Exercise brief ::
Reproduce the data below word for word, leaving out the pictures.

Stored data entries ::
'''

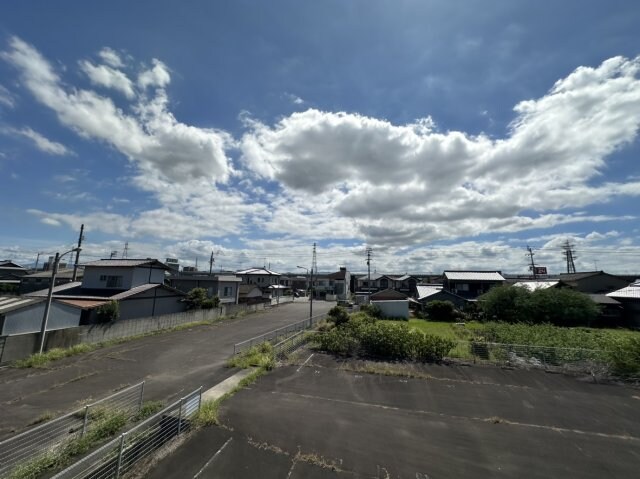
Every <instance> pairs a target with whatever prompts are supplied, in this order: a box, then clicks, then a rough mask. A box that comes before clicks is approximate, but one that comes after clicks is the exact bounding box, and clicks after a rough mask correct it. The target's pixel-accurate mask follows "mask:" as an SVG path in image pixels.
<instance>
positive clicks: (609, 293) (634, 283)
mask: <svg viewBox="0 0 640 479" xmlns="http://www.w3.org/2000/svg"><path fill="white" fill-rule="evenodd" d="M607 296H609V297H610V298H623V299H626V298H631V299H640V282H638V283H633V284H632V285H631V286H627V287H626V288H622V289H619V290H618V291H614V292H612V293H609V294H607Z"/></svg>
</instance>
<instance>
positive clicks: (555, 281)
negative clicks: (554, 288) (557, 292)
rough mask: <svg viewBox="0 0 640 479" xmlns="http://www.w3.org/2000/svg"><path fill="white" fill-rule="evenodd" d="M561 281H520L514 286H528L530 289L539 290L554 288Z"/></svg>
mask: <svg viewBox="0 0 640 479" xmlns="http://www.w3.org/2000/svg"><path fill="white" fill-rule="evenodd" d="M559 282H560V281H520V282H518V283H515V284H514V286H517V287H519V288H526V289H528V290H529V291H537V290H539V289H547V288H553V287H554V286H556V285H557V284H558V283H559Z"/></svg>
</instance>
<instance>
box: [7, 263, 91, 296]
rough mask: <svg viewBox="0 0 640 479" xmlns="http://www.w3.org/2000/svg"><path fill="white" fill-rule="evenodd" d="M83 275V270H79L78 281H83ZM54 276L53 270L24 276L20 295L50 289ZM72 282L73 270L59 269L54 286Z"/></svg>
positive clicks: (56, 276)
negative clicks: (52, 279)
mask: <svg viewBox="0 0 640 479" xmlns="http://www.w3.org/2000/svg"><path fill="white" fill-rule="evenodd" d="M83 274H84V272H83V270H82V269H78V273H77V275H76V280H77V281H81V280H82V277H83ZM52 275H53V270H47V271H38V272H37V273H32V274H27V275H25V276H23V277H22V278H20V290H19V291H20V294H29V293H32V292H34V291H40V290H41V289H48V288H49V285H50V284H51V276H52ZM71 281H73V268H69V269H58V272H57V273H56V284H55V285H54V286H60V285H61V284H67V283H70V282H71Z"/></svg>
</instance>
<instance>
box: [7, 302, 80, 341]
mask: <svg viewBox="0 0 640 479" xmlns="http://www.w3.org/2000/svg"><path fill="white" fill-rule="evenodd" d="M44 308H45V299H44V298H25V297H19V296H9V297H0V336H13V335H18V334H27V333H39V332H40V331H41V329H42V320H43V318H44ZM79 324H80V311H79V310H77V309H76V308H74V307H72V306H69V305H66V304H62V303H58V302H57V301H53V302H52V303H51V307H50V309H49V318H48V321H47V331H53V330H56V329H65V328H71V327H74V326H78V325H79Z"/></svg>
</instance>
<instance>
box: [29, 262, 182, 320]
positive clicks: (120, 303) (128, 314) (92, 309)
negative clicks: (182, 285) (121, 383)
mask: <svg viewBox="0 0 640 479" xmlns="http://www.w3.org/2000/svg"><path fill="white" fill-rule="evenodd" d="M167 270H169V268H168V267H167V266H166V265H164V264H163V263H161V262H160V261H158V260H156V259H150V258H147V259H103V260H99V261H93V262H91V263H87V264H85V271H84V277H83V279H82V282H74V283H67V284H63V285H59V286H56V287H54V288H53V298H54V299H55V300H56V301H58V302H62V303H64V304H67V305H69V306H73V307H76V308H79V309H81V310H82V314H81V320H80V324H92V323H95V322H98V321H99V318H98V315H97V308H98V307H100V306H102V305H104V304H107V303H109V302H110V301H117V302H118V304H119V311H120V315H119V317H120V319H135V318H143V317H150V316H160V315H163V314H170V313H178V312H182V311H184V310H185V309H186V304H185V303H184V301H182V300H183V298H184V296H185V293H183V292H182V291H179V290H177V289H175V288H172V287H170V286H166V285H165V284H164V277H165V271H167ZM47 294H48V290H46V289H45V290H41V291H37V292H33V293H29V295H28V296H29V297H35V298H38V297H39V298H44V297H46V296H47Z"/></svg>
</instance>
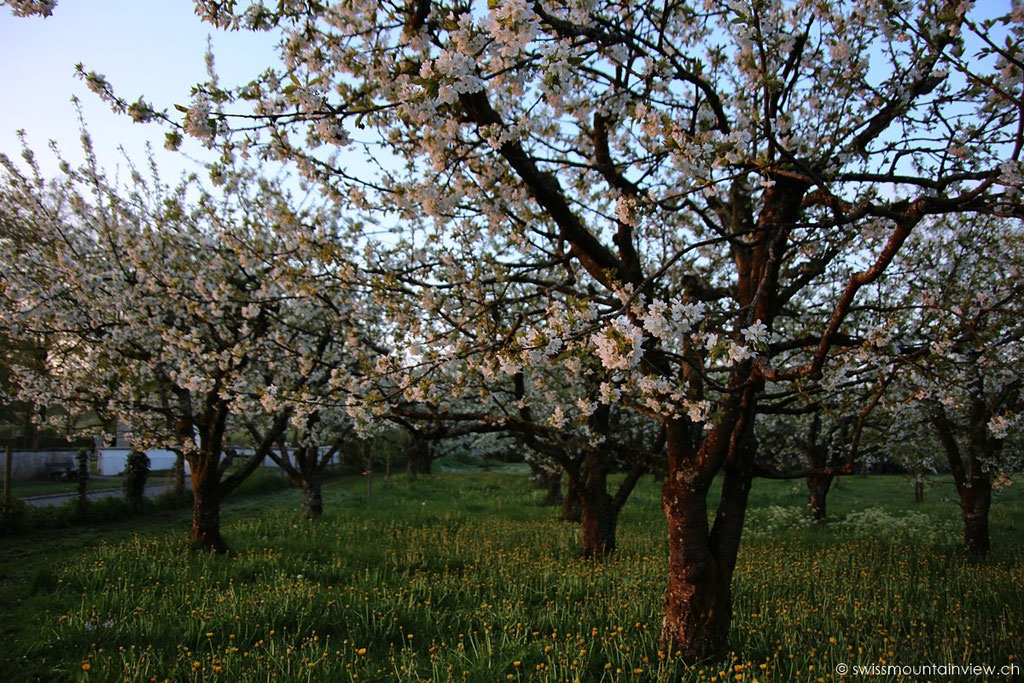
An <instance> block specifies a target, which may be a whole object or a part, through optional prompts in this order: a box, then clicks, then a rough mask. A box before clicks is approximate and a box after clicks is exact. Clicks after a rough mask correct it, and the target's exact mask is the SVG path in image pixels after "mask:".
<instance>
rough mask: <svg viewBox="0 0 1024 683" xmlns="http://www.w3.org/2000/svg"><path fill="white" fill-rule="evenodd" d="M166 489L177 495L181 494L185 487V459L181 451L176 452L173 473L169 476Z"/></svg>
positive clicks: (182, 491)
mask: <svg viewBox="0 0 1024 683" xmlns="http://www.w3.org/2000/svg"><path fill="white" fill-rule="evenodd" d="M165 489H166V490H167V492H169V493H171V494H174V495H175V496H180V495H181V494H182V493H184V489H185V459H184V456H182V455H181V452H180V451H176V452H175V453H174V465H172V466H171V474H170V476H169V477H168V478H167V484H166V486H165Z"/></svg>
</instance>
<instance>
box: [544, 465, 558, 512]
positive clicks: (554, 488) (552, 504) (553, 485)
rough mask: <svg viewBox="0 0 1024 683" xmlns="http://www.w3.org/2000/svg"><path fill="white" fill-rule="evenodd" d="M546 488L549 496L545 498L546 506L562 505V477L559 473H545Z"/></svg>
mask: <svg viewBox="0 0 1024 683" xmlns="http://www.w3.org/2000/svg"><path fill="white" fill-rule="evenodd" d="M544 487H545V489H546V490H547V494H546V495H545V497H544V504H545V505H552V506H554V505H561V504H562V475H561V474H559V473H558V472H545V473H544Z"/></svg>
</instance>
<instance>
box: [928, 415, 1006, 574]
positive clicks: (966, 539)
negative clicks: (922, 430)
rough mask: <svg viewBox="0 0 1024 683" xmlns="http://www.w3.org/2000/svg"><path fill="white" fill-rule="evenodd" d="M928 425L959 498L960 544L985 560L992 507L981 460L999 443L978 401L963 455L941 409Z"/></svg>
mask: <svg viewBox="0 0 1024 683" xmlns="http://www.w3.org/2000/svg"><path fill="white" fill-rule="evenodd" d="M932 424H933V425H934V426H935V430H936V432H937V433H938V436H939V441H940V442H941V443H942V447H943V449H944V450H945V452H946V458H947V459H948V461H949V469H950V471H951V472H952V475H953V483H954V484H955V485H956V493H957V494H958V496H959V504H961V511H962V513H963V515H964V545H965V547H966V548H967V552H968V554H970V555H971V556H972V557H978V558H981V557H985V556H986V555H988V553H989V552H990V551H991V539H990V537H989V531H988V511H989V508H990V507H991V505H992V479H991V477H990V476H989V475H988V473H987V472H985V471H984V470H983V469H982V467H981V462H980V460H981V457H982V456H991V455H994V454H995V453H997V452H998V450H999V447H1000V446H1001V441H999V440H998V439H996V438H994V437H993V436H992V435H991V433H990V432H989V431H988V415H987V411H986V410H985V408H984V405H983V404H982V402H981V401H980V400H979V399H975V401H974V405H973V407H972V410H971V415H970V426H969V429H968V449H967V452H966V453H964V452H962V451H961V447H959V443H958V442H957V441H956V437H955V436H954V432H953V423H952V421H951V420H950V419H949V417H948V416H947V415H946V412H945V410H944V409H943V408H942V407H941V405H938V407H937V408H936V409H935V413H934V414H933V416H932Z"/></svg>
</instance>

'''

Task solution ::
Every <instance> pairs a target with whatever prompts are supplied, in this order: a box, then clicks, then a rough mask. A box that comes before clicks is approximate, but one that comes after clicks is the exact bounding box, and clicks after a rough mask correct it. The target's pixel-accurate mask follows "mask:" as an SVG path in image pixels.
<instance>
positive clicks: (609, 293) (634, 283)
mask: <svg viewBox="0 0 640 479" xmlns="http://www.w3.org/2000/svg"><path fill="white" fill-rule="evenodd" d="M607 296H609V297H610V298H623V299H626V298H631V299H640V282H638V283H633V284H632V285H631V286H627V287H626V288H622V289H619V290H618V291H614V292H612V293H609V294H607Z"/></svg>
</instance>
<instance>
positive clicks: (555, 281)
negative clicks: (554, 288) (557, 292)
rough mask: <svg viewBox="0 0 640 479" xmlns="http://www.w3.org/2000/svg"><path fill="white" fill-rule="evenodd" d="M561 281H520L514 286H528L530 289L539 290L554 288Z"/></svg>
mask: <svg viewBox="0 0 640 479" xmlns="http://www.w3.org/2000/svg"><path fill="white" fill-rule="evenodd" d="M559 282H560V281H520V282H518V283H515V284H514V286H517V287H519V288H526V289H528V290H529V291H537V290H539V289H547V288H553V287H554V286H556V285H557V284H558V283H559Z"/></svg>
</instance>
<instance>
box: [7, 263, 91, 296]
rough mask: <svg viewBox="0 0 640 479" xmlns="http://www.w3.org/2000/svg"><path fill="white" fill-rule="evenodd" d="M83 275V270H79L78 281H83ZM54 276L53 270L24 276L20 295L50 289ZM72 282L73 270L59 269L54 286Z"/></svg>
positive clicks: (56, 276)
negative clicks: (52, 279)
mask: <svg viewBox="0 0 640 479" xmlns="http://www.w3.org/2000/svg"><path fill="white" fill-rule="evenodd" d="M83 274H84V272H83V270H82V269H78V273H77V275H76V280H77V281H81V280H82V277H83ZM52 275H53V270H47V271H38V272H37V273H32V274H27V275H25V276H23V277H22V278H20V290H19V291H20V294H29V293H32V292H34V291H40V290H41V289H48V288H49V285H50V284H51V276H52ZM71 281H73V268H69V269H58V272H57V273H56V284H55V285H54V286H60V285H61V284H67V283H70V282H71Z"/></svg>
</instance>
<instance>
box: [7, 302, 80, 341]
mask: <svg viewBox="0 0 640 479" xmlns="http://www.w3.org/2000/svg"><path fill="white" fill-rule="evenodd" d="M44 308H45V299H44V298H25V297H19V296H9V297H0V336H13V335H18V334H27V333H39V332H40V331H41V329H42V320H43V318H44ZM79 324H80V311H79V310H77V309H76V308H74V307H72V306H69V305H66V304H62V303H58V302H57V301H53V302H52V303H51V307H50V309H49V318H48V321H47V331H53V330H56V329H65V328H71V327H74V326H78V325H79Z"/></svg>
</instance>
<instance>
box: [29, 262, 182, 320]
positive clicks: (120, 303) (128, 314) (92, 309)
negative clicks: (182, 285) (121, 383)
mask: <svg viewBox="0 0 640 479" xmlns="http://www.w3.org/2000/svg"><path fill="white" fill-rule="evenodd" d="M167 270H169V268H168V267H167V266H166V265H164V264H163V263H161V262H160V261H158V260H156V259H150V258H147V259H103V260H99V261H93V262H91V263H87V264H85V271H84V277H83V279H82V282H74V283H67V284H63V285H59V286H56V287H54V288H53V298H54V299H55V300H56V301H58V302H62V303H64V304H67V305H69V306H73V307H76V308H79V309H81V310H82V314H81V320H80V324H92V323H95V322H98V321H99V318H98V315H97V308H98V307H100V306H102V305H104V304H107V303H109V302H110V301H117V302H118V304H119V311H120V315H119V317H120V319H135V318H143V317H150V316H160V315H163V314H170V313H178V312H182V311H184V310H185V309H186V304H185V303H184V301H182V300H183V298H184V296H185V293H183V292H182V291H179V290H177V289H175V288H172V287H170V286H166V285H165V284H164V277H165V271H167ZM47 294H48V290H46V289H45V290H41V291H37V292H33V293H29V295H28V296H29V297H35V298H38V297H39V298H44V297H46V296H47Z"/></svg>
</instance>
An <instance> block specifies a target, which may be a whole object or a part, through optional prompts in this order: a box, then clicks, then a rough mask. A box before clicks is approximate and a box after clicks is exact. Clicks after a rough mask correct it, and the target's exact mask is the SVG path in image pixels after "mask:".
<instance>
rough mask: <svg viewBox="0 0 1024 683" xmlns="http://www.w3.org/2000/svg"><path fill="white" fill-rule="evenodd" d="M166 489L177 495L181 494L185 487V459L181 451L176 452L173 473L169 476Z"/></svg>
positive clicks: (182, 491)
mask: <svg viewBox="0 0 1024 683" xmlns="http://www.w3.org/2000/svg"><path fill="white" fill-rule="evenodd" d="M165 489H166V490H167V492H169V493H171V494H174V495H175V496H180V495H181V494H182V493H184V489H185V459H184V456H182V455H181V452H180V451H176V452H175V453H174V465H172V466H171V474H170V476H169V477H168V478H167V484H166V486H165Z"/></svg>
</instance>
<instance>
box: [544, 465, 558, 512]
positive clicks: (554, 488) (552, 504) (553, 485)
rough mask: <svg viewBox="0 0 1024 683" xmlns="http://www.w3.org/2000/svg"><path fill="white" fill-rule="evenodd" d="M546 488L549 496L545 498L546 506L562 505V477L559 473H545Z"/></svg>
mask: <svg viewBox="0 0 1024 683" xmlns="http://www.w3.org/2000/svg"><path fill="white" fill-rule="evenodd" d="M544 487H545V489H546V490H547V494H546V495H545V497H544V504H545V505H552V506H554V505H561V504H562V475H561V474H559V473H558V472H545V473H544Z"/></svg>
</instance>
<instance>
box: [928, 415, 1006, 574]
positive clicks: (966, 539)
negative clicks: (922, 430)
rough mask: <svg viewBox="0 0 1024 683" xmlns="http://www.w3.org/2000/svg"><path fill="white" fill-rule="evenodd" d="M928 425L959 498L960 544L985 560L992 507L981 460L999 443L978 401L963 455L941 409Z"/></svg>
mask: <svg viewBox="0 0 1024 683" xmlns="http://www.w3.org/2000/svg"><path fill="white" fill-rule="evenodd" d="M932 424H933V425H934V426H935V430H936V432H937V433H938V436H939V441H940V442H941V443H942V447H943V449H944V450H945V452H946V458H947V459H948V461H949V469H950V471H951V472H952V475H953V483H954V484H955V485H956V493H957V494H958V496H959V504H961V511H962V513H963V515H964V545H965V547H966V548H967V552H968V554H970V555H971V556H972V557H978V558H981V557H985V556H986V555H988V553H989V552H990V551H991V539H990V537H989V531H988V511H989V508H990V507H991V505H992V479H991V477H990V476H989V475H988V473H987V472H985V471H984V470H983V469H982V467H981V462H980V460H981V457H982V456H991V455H994V454H995V453H997V452H998V450H999V447H1000V446H1001V441H999V440H998V439H996V438H994V437H993V436H992V435H991V433H990V432H989V431H988V415H987V411H986V410H985V408H984V405H983V404H982V402H981V401H980V400H979V399H975V401H974V405H973V407H972V410H971V415H970V426H969V429H968V449H967V452H966V453H964V452H962V451H961V447H959V443H958V442H957V441H956V437H955V436H954V432H953V423H952V421H951V420H950V419H949V417H948V416H947V415H946V412H945V410H944V409H943V408H942V407H941V405H938V407H937V408H936V409H935V413H934V414H933V416H932Z"/></svg>
</instance>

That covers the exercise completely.